====== DATA ======
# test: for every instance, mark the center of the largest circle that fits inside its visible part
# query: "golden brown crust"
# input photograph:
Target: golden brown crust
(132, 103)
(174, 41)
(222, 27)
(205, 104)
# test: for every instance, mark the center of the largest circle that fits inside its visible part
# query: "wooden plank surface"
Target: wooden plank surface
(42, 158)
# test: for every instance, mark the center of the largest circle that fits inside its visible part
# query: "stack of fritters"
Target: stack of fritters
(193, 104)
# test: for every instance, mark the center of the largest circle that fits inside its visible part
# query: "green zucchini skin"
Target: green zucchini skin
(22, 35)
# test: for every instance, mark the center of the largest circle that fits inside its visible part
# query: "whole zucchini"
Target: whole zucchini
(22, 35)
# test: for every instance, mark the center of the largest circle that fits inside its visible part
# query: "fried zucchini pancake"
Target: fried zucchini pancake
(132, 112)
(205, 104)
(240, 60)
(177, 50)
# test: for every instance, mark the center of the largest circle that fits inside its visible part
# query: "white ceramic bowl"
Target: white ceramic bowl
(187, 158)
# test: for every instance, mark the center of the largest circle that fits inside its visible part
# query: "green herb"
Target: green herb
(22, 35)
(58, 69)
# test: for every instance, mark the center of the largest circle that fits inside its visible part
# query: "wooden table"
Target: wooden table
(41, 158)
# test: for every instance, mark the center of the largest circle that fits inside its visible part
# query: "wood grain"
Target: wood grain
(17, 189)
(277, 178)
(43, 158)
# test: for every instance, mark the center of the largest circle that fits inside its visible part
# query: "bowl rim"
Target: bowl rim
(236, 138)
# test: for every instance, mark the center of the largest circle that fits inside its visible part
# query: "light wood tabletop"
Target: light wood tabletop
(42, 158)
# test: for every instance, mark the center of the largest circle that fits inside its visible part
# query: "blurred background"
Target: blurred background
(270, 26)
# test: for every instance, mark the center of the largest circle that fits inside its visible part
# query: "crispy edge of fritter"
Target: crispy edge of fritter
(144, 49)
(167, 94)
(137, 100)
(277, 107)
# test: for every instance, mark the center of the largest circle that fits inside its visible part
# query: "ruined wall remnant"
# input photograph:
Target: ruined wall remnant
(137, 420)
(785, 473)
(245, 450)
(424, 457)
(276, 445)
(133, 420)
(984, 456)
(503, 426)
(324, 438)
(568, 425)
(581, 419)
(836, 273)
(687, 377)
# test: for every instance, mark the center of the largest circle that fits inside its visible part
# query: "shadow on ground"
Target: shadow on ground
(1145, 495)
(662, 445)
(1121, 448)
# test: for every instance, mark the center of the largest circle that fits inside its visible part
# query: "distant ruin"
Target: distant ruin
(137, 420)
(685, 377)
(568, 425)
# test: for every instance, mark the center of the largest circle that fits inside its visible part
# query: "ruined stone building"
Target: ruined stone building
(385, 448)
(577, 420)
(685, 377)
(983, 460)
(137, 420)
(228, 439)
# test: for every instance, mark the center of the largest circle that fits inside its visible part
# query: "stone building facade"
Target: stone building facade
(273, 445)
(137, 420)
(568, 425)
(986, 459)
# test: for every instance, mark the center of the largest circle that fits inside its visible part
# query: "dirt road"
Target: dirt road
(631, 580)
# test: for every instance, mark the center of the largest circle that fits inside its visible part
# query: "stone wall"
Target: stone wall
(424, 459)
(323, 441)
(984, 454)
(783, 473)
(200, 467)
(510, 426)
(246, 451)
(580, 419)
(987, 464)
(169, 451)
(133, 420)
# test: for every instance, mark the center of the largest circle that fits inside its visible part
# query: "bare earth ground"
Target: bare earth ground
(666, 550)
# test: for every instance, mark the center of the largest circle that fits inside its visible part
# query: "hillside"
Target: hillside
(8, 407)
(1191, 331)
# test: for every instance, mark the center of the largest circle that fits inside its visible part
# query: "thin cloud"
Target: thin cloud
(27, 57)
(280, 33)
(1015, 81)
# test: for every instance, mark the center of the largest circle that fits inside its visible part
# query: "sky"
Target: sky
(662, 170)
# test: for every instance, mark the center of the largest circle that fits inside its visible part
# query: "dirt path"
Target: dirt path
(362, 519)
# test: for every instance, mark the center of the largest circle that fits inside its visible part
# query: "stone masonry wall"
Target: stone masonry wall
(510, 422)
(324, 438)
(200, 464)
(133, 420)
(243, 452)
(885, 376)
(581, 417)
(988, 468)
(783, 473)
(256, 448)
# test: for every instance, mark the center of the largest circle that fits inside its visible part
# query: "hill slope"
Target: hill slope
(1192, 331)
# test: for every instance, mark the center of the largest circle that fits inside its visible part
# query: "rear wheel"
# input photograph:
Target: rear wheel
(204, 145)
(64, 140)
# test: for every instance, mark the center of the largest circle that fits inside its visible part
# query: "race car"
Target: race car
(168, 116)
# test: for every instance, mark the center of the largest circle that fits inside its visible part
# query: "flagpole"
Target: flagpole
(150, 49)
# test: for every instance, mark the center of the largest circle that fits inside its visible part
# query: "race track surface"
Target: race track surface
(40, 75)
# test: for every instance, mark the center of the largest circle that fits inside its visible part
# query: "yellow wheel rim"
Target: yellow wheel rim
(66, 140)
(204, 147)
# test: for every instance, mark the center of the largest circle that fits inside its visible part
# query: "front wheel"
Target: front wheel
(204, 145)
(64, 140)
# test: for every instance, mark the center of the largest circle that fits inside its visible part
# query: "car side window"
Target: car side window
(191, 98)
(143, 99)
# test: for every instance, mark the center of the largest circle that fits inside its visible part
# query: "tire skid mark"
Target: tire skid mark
======
## TASK REQUIREMENTS
From the entries above, copy every line where the word "skid" shows up.

## RESPONSE TO THE EXERCISE
# query: "tire skid mark"
Target: tire skid mark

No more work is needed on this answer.